--- What to do ---
Down to the last character, repeat the entries beneath this task.

--- Data for analysis ---

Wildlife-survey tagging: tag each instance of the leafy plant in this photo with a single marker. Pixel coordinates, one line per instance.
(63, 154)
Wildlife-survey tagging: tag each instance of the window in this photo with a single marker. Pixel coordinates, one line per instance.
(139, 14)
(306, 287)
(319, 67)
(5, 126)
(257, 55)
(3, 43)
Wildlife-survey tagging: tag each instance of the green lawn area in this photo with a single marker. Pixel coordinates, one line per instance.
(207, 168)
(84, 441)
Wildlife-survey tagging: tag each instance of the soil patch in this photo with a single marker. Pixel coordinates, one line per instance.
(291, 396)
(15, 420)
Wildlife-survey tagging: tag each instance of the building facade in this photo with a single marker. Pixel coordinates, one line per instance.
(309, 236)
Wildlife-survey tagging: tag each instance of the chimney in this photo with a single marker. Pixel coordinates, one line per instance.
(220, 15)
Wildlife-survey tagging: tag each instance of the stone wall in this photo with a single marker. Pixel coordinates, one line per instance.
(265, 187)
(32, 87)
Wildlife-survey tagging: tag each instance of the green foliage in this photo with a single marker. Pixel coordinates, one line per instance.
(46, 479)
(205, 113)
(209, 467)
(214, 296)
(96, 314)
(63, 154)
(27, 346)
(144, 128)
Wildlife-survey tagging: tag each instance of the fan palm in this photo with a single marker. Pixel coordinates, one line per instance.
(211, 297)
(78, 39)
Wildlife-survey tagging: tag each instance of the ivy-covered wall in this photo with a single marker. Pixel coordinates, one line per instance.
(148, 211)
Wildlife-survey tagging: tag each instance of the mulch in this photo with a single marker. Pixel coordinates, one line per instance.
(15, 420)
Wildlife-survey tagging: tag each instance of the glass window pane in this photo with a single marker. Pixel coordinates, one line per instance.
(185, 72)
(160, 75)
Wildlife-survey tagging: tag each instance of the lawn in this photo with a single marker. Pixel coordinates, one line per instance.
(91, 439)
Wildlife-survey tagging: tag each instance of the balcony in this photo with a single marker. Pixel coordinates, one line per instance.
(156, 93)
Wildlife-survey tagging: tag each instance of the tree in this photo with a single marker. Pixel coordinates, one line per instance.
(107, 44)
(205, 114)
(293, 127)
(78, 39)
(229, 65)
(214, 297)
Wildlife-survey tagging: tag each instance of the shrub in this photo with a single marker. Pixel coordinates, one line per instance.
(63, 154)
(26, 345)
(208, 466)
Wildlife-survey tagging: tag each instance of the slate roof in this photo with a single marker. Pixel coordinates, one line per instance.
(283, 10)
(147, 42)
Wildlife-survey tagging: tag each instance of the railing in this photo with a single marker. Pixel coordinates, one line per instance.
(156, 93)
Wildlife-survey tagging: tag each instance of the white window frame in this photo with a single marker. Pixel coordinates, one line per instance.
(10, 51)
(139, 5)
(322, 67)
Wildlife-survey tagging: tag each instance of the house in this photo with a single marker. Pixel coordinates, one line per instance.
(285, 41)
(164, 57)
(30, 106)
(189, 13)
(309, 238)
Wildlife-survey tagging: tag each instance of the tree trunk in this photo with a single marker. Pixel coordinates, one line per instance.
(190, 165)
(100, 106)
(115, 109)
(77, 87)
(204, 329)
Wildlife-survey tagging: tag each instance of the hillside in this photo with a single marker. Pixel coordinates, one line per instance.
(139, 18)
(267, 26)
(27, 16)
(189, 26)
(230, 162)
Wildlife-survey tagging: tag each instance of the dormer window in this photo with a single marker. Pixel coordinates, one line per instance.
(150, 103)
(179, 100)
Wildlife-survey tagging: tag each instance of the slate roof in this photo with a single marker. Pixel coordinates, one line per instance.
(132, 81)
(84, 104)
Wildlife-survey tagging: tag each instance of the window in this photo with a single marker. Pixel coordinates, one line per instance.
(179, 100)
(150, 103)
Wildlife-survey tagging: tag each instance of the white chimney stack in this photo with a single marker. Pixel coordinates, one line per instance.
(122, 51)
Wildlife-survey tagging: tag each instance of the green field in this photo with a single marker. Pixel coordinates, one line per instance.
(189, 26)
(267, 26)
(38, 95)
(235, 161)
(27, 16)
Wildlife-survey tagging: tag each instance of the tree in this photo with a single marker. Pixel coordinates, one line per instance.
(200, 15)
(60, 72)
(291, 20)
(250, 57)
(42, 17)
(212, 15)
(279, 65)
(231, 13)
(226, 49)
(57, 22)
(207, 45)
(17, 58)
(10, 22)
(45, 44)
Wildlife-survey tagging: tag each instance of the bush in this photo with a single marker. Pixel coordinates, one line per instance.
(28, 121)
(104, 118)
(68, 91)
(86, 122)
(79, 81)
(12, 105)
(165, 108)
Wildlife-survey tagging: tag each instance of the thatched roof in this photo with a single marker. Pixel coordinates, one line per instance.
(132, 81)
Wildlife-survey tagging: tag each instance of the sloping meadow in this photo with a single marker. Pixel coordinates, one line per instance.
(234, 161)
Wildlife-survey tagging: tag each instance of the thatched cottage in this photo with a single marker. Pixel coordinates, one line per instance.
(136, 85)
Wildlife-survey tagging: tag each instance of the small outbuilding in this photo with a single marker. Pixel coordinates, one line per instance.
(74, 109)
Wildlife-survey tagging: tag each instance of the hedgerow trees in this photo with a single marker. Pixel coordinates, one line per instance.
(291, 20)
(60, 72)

--- Expected answer ---
Wildlife-survey tagging: tag each instance of the leafy plant in this photo with a single marker. Pixel coordinates, one line per instance.
(63, 154)
Wildlife-survey tagging: tag each instance of the window in this photo with a single marker. Pixel coordinates, one line per instance.
(139, 14)
(306, 287)
(319, 67)
(5, 126)
(257, 55)
(3, 43)
Wildlife-survey tagging: tag each instance of the green lawn area in this photo with a single marker. Pixel coordinates, one line per instance.
(207, 168)
(84, 441)
Wildlife-survey tagging: tag each instance of the soil patch in this photo with a single marker. Pixel coordinates, one line per instance.
(291, 396)
(15, 420)
Wildlife-survey tagging: tag each instance of the building facade in this photo with a single marker. Pixel coordinates, one line per instance.
(309, 236)
Wildlife-survey tagging: tag each instance of the chimney in this photo with a single marker. Pixel coordinates, one line per instance.
(220, 15)
Wildlife-survey tagging: tag each instance of the stone wall in this photo with a single marker. Pixel coordinates, one line per instance.
(265, 187)
(32, 87)
Wildlife-survey tagging: tag each instance of the green foliage in this photo with a single marker. Pixel coordinates, one line per instance.
(46, 479)
(205, 113)
(209, 467)
(214, 296)
(96, 314)
(63, 154)
(27, 346)
(144, 128)
Wildlife-survey tagging: tag each instance of the fan palm in this photo with a single marker. Pixel coordinates, one line per instance.
(211, 297)
(78, 39)
Wildlife-survey tagging: tag each instance of the ivy-covered wall in this photo with a single marker. Pixel coordinates, one line per instance.
(148, 211)
Wildlife-survey tagging: tag each instance of the mulch in this photo with a single marker. Pixel coordinates, one line per instance.
(15, 420)
Wildlife-survey tagging: tag each instance of the glass window pane in this photo with a single marker. Pixel coordinates, one line per instance.
(185, 72)
(160, 75)
Wildlife-survey tagging: tag each instance of the lawn in this photo with a single marker. Pixel coordinates, one line per instance.
(91, 439)
Wildlife-survey tagging: tag each instance of the balcony in this photo with a single marker. Pixel coordinates, one line per instance.
(156, 93)
Wildlife-survey tagging: tag each instance of the tree in this photo with a single marker. Pixel coordinates, one line per instance.
(107, 44)
(205, 114)
(293, 127)
(78, 39)
(229, 65)
(214, 297)
Wildlife-survey tagging: tag each instance of the shrub in this photo with a single marker. Pixel coordinates, one line per instance.
(63, 154)
(26, 345)
(208, 466)
Wildlife-survey tagging: tag each instance of the slate roof in this photo with a single marker. Pixel coordinates, one line per instance.
(283, 10)
(147, 42)
Wildlife-survey tagging: tag each instance of the railing in this photo with a single marker. Pixel coordinates, one line per instance.
(156, 93)
Wildlife-survey tagging: tag each instance of the white window frame in this photo with a single marker. Pixel coordinates, one line per instance.
(10, 51)
(139, 5)
(322, 67)
Wildlife-survey tagging: tag each instance of the house in this photo with a single marker. Pixel coordinates, one line per instance.
(285, 41)
(164, 57)
(30, 106)
(189, 13)
(309, 238)
Wildlife-survey tagging: tag each instance of the tree trunk in this photo with a single marker. Pixel coordinates, one line per instance.
(190, 165)
(100, 106)
(115, 109)
(77, 87)
(204, 329)
Wildlife-survey tagging: tag each instance of the hillside in this photo with a single marker. Pixel coordinates, one line per instance.
(139, 18)
(267, 26)
(27, 16)
(189, 26)
(230, 162)
Wildlife-survey tagging: tag each instance of the dormer window in this photo with a single marker. Pixel coordinates, one line per instance.
(150, 103)
(179, 100)
Wildlife-survey tagging: tag each instance of the slate roof in this photo with a single marker. Pixel coordinates, one line per instance.
(132, 81)
(84, 104)
Wildlife-survey tagging: tag each instance of the window in this photo with a single marker. Pixel coordinates, one line per instance.
(179, 100)
(150, 103)
Wildlife-survey tagging: tag each instance of the white chimney stack in this photo with a single marker. Pixel coordinates, one line per instance.
(122, 51)
Wildlife-survey tagging: tag each instance of the green field in this photo with a single marker. Pixel coordinates, one line per instance.
(189, 26)
(267, 26)
(38, 95)
(235, 161)
(27, 16)
Wildlife-survey tagging: tag each instance of the tree in this photo with a single marker. Pixel coordinates, one line per instance.
(200, 15)
(60, 72)
(291, 20)
(250, 57)
(42, 17)
(212, 15)
(279, 65)
(231, 13)
(226, 49)
(57, 22)
(207, 45)
(17, 58)
(10, 22)
(45, 44)
Wildlife-survey tagging: tag each instance of the bush in this photo with a single marker. Pixel coordinates, one line per instance.
(28, 121)
(104, 118)
(68, 91)
(86, 122)
(79, 81)
(12, 105)
(165, 108)
Wildlife-survey tagging: tag each instance of the thatched roof in this photo with a single marker. Pixel coordinates, one line per instance.
(132, 81)
Wildlife-survey tagging: tag each instance of the sloping meadow in this photo with a single marker. Pixel coordinates, one line per instance.
(234, 161)
Wildlife-survey tagging: tag each instance of the thatched cottage in this photo with a single marker. Pixel coordinates, one line per instance.
(136, 85)
Wildlife-survey tagging: tag each instance of the small outbuilding in this photo with a single marker. Pixel coordinates, one line per instance.
(74, 109)
Wildlife-survey tagging: tag each instance of the hedgerow trees in this photo with a single marker. Pixel coordinates, one line per instance.
(291, 20)
(60, 72)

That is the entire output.